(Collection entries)
--*--

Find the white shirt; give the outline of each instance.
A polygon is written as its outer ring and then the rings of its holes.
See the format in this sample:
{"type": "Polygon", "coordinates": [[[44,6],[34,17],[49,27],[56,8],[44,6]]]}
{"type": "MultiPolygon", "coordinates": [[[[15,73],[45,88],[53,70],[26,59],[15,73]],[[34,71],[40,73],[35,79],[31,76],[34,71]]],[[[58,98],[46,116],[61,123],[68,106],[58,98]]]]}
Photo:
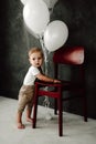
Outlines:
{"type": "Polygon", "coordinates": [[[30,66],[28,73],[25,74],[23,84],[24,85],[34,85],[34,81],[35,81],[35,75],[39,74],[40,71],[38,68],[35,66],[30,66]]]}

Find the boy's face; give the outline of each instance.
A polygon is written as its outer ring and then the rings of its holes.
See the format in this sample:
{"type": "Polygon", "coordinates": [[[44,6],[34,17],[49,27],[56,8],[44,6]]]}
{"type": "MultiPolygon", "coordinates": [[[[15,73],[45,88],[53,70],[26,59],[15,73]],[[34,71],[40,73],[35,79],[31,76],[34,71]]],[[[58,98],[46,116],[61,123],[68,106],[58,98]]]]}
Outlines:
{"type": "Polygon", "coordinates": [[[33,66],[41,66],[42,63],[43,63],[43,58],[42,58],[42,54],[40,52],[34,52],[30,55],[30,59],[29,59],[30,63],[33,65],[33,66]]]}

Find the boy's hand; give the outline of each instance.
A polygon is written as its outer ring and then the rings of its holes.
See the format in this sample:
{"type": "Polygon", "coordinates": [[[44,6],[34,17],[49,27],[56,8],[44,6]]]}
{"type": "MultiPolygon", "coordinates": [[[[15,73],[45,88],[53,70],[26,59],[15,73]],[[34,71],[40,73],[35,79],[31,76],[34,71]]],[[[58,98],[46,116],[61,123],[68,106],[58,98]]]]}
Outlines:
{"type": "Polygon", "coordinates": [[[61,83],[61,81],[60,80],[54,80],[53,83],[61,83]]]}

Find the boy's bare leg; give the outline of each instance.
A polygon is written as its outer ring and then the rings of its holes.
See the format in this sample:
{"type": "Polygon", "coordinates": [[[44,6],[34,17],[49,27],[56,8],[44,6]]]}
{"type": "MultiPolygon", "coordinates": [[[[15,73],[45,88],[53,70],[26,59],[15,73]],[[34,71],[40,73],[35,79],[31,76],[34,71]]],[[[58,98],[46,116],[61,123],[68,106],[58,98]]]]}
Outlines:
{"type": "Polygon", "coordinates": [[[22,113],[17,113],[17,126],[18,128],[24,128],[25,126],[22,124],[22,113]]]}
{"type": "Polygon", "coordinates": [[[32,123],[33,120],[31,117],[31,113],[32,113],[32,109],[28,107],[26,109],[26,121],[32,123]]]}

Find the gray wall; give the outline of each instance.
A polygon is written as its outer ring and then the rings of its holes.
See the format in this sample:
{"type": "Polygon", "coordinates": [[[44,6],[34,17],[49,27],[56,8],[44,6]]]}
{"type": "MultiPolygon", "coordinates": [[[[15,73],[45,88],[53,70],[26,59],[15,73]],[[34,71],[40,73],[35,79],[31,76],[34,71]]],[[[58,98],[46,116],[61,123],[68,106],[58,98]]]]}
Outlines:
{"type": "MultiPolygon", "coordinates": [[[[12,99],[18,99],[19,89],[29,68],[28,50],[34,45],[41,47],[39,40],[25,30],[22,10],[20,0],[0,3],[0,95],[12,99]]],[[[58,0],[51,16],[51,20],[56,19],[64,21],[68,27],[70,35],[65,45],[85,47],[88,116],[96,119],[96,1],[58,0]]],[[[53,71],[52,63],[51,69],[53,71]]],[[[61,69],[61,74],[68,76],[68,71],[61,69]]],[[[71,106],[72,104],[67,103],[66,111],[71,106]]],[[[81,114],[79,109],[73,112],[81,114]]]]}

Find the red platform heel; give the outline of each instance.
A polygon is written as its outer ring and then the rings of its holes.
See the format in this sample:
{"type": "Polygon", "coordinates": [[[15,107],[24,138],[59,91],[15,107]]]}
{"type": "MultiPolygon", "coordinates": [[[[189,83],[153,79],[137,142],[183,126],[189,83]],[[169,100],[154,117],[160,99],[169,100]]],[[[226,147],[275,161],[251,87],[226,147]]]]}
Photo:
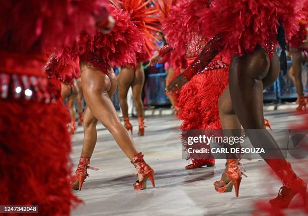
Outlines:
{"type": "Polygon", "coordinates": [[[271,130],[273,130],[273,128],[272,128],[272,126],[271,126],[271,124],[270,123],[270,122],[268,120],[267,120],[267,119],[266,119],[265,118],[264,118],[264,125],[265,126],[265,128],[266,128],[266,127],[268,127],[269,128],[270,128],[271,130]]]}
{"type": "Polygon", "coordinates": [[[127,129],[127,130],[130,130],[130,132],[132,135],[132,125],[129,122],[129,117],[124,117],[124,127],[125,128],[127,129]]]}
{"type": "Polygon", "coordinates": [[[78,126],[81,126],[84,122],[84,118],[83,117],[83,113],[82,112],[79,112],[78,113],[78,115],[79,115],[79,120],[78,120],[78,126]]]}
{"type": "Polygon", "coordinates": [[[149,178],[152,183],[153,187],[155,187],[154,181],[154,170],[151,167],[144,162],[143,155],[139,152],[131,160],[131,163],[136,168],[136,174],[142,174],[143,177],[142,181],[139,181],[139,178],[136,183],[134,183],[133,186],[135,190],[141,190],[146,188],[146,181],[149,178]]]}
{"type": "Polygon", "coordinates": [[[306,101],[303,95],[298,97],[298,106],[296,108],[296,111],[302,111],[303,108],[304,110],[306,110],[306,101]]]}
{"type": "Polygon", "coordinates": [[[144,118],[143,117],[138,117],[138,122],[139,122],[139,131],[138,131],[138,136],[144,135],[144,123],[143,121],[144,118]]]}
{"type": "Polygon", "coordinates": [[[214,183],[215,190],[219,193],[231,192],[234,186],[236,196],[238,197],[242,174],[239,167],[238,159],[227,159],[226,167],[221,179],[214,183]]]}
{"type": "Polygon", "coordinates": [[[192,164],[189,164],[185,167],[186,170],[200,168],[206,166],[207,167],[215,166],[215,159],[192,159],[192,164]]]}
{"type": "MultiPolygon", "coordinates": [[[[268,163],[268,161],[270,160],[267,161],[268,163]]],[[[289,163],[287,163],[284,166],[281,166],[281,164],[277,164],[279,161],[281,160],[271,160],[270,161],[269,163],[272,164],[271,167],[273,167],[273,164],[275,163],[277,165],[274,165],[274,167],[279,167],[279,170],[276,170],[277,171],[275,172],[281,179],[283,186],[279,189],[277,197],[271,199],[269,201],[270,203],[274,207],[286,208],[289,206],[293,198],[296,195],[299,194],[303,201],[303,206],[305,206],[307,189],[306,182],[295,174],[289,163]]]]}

--*--

§ **INSTRUCTIONS TO FOLLOW**:
Pull out every line in the records above that contains the word "each", matching case exactly.

§ **TASK RESPONSE**:
Find the white shirt; give the outline of each instance.
Find the boy's face; give the outline of each instance.
Find the boy's hand; give the outline of each instance.
Find the boy's bare leg; give the outline of each instance.
Find the gray wall; give the outline of each instance.
Find the red platform heel; give the outline of each instance.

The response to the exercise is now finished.